Document:
________________________________________
Went out Sunday and caught nothing at all. Using fresh frozen and live cigar minnows, plus some jigging lures. Even put out a stinger with fresh cigar minnow. And I mean we caught nothing. Tried some wrecks but they were covered with divers. Tried natural bottom...with the numbers we had...nothing. Anyone want to share a couple of numbers?? And to top it off, one of the engines died so we went in at 5 mph or so. Glad the pass was nice and calm or it would have been interesting. Appreciate any help for the new guy.


----------



## Naby (Jan 18, 2009)

skays, PM sent. I'll pass on some of the same help that has been given to me. Of course, now that federal waters have opened up you'll have many more places to explore than I have so far. 



skays said:


> Went out Sunday and caught nothing at all. Using fresh frozen and live cigar minnows, plus some jigging lures. Even put out a stinger with fresh cigar minnow. And I mean we caught nothing. Tried some wrecks but they were covered with divers. Tried natural bottom...with the numbers we had...nothing. Anyone want to share a couple of numbers?? And to top it off, one of the engines died so we went in at 5 mph or so. Glad the pass was nice and calm or it would have been interesting. Appreciate any help for the new guy.


----------
________________________________________
Raw data:
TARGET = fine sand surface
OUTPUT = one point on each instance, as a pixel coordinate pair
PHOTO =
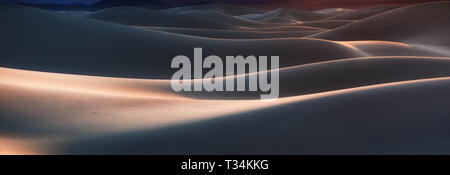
________________________________________
Exercise goal: Return the passage of the fishing thread starting with "## Naby (Jan" and going on through "have so far.", word for word.

Exercise response:
## Naby (Jan 18, 2009)

skays, PM sent. I'll pass on some of the same help that has been given to me. Of course, now that federal waters have opened up you'll have many more places to explore than I have so far.